[Begin]
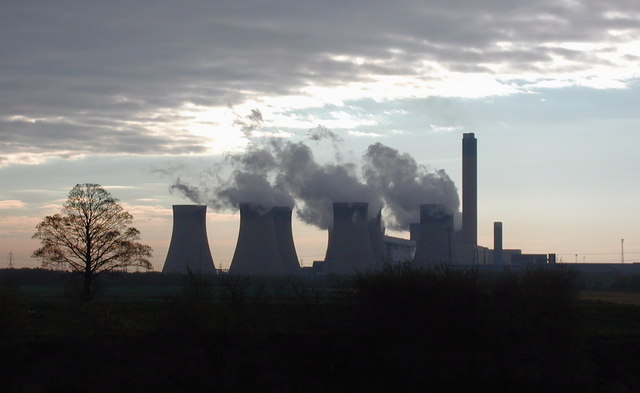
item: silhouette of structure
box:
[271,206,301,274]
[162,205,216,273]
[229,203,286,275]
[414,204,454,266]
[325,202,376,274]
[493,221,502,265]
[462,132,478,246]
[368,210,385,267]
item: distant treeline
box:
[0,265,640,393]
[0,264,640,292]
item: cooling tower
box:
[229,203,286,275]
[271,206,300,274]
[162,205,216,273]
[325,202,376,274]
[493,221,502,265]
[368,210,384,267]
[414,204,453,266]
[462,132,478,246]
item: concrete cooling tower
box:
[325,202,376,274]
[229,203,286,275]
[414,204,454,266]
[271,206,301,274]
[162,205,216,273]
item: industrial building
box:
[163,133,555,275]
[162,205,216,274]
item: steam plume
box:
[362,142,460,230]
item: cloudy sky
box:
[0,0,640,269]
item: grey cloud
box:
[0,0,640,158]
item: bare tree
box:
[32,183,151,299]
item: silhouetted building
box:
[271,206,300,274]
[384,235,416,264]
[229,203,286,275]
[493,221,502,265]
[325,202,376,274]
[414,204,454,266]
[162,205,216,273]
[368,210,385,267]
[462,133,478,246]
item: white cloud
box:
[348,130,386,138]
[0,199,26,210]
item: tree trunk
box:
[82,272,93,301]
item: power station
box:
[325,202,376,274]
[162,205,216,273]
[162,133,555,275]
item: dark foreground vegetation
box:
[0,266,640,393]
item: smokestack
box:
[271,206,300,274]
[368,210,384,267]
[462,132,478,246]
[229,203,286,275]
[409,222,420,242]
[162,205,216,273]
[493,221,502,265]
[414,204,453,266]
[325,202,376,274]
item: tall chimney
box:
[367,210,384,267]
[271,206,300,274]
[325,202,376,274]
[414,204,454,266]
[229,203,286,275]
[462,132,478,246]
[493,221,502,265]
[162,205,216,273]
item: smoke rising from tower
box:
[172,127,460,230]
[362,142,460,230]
[End]
[Begin]
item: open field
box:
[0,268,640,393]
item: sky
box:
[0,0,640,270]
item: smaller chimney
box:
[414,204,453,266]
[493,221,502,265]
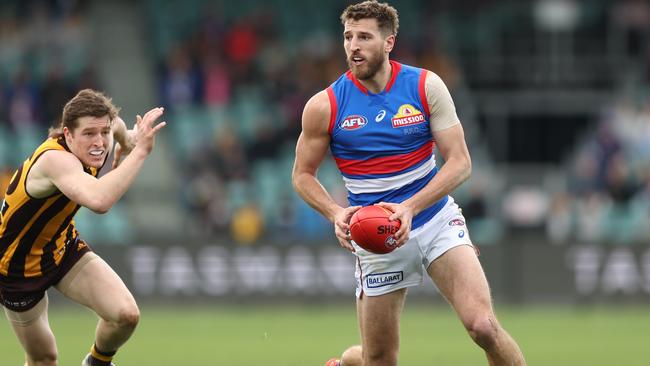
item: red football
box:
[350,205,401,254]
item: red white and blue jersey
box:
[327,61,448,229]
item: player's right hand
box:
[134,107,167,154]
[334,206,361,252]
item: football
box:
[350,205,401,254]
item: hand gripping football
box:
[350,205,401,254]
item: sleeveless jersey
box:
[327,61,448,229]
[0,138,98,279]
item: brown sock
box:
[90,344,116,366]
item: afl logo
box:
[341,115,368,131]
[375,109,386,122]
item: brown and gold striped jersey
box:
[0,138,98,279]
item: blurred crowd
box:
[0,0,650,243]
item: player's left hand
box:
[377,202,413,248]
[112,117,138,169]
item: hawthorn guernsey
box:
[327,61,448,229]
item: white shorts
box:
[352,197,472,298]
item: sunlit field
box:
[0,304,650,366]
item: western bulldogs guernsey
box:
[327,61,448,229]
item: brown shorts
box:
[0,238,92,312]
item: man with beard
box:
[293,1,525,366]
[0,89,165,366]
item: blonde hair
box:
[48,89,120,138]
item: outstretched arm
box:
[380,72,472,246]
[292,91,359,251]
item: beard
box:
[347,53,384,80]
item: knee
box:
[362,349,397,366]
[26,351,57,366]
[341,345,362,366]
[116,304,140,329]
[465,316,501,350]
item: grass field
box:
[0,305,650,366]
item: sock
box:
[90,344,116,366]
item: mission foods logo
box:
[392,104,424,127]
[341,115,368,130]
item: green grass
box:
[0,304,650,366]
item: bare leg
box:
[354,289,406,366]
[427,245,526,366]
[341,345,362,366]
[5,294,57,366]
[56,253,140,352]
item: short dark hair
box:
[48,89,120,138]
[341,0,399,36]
[End]
Problem to solve ::
Please copy out, word for word, the stretch of the records from the line containing "item: concrete cooling tower" through the line containing "[32,183,151,299]", with both of those lines included.

Exercise output ::
item: concrete cooling tower
box:
[325,202,376,274]
[229,203,286,275]
[414,204,454,266]
[271,206,301,274]
[162,205,216,273]
item: industrial building
box:
[163,133,555,275]
[162,205,216,274]
item: steam plume
box:
[362,142,460,230]
item: cloudy sky
box:
[0,0,640,269]
item: grey cloud
box:
[0,0,640,158]
item: bare tree
box:
[32,183,151,299]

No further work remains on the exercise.